═══ DATASET RECORDS ═══
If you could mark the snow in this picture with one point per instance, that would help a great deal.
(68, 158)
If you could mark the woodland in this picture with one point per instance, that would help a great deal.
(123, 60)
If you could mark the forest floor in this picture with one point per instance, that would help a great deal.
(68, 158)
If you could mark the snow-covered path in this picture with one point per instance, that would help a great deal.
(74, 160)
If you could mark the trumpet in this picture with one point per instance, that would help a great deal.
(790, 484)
═══
═══ DATASET RECORDS ═══
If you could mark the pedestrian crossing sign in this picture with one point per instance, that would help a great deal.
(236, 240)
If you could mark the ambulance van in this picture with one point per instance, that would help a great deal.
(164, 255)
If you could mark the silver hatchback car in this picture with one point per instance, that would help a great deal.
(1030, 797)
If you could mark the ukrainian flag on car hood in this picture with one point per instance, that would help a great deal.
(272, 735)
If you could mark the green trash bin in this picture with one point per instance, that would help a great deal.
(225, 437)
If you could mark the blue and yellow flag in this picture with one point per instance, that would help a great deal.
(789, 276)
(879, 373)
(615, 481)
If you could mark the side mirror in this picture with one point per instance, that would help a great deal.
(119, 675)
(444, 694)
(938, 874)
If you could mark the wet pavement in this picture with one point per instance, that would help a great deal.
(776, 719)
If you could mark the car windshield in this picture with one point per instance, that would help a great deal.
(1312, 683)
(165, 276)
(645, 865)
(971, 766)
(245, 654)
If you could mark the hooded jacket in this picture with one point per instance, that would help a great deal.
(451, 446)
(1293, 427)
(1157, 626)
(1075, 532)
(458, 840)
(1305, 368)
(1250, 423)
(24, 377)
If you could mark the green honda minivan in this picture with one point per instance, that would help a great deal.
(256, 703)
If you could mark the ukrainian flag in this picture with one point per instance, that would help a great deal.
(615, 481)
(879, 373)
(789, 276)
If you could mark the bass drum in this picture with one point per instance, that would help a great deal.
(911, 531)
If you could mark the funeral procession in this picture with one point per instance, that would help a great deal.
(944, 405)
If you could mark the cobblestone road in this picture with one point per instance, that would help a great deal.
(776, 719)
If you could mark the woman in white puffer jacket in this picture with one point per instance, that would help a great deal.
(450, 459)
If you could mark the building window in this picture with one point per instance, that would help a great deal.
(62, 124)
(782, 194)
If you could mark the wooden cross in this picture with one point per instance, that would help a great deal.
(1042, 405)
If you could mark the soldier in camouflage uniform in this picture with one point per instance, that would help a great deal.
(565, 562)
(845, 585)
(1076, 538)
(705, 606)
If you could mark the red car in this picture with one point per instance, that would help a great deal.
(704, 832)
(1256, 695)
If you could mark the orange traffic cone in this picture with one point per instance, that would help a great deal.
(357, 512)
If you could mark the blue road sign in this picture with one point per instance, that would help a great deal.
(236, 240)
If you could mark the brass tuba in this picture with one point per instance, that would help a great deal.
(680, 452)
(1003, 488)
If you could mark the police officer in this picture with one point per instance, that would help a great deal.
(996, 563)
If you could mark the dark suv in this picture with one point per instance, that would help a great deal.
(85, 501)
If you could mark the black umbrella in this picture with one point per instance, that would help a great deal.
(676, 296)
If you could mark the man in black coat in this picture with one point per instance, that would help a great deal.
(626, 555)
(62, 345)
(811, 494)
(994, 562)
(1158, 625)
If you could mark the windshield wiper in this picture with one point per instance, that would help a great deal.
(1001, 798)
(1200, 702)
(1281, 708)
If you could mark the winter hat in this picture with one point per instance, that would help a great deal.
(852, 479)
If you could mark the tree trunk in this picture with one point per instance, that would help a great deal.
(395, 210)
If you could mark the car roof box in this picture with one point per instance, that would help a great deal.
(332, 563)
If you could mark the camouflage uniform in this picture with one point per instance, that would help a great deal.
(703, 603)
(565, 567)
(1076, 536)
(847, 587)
═══
* [INSTRUCTIONS TO FOLLOW]: Identify every line in the entries above that contains the word "black", and copy each of those lines. Case counts.

* [THE RESULT]:
If you could mark the black umbrella in this picture with one point per instance, that would help a great deal.
If you could mark the man in black coat in this picture with one point per instance, that would help a great deal.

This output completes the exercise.